--- start Selected passage ---

# AOE :: ATA-over-Ethernet on Gentoo

## MrUlterior

Warning, this post is a collection of thoughts & questions on AOE / ATA-over-Ethernet on Gentoo. There's no specific problem I'm encountering, even though the packages are masked everything seems to work so far.

The story so far ...

I'm sick of buying hard drives and stuffing them in workstations everywhere to give me redundancy & RAID, I have a dedicated file server & it seems to me that should be it's purpose -- I want all my workstations to be diskless and mount RAID volumes over the network from the fileserver. I want to recuperate all the disks in all my workstations for addition to my LVM/RAID on my file server.

So, last night drunken & euphoric after a few drinks & reading about AOE -- I downloaded aoe, aoetools & vblade & installed them on 3 gentoo boxes:

A x86 Server (Athlon XP, SATA 1TB storage in MDADM software RAID-1)

B x86 Client (Intel PIV Xeon, Client)

--- end Selected passage ---
--- start Data shown ---

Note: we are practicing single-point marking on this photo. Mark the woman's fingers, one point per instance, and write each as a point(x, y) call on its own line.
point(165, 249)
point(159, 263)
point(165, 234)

--- end Data shown ---

• **To-do list**
1/ Transcribe the ATA-over-Ethernet post word for word, everything from "Warning, this post" down to "story so far ...".
2/ Answer these questions from the ATA-over-Ethernet post:
(a) What does the writer want all the workstations to be?
(b) On how many Gentoo boxes were the packages installed?
(c) What processor does the server box use?
3/ Decide whether each statement agrees with the ATA-over-Ethernet post, and back each answer with the words from the post that settle it:
(a) The writer is running into a specific problem with AOE.
(b) The server keeps its storage in MDADM software RAID-1.
(c) The client box runs on an AMD processor.

• **Results by task**
1/
Warning, this post is a collection of thoughts & questions on AOE / ATA-over-Ethernet on Gentoo. There's no specific problem I'm encountering, even though the packages are masked everything seems to work so far.

The story so far ...

2/
(a) Diskless.
(b) Three.
(c) An Athlon XP.

3/
(a) No: "There's no specific problem I'm encountering"
(b) Yes: "SATA 1TB storage in MDADM software RAID-1"
(c) No: "Intel PIV Xeon, Client"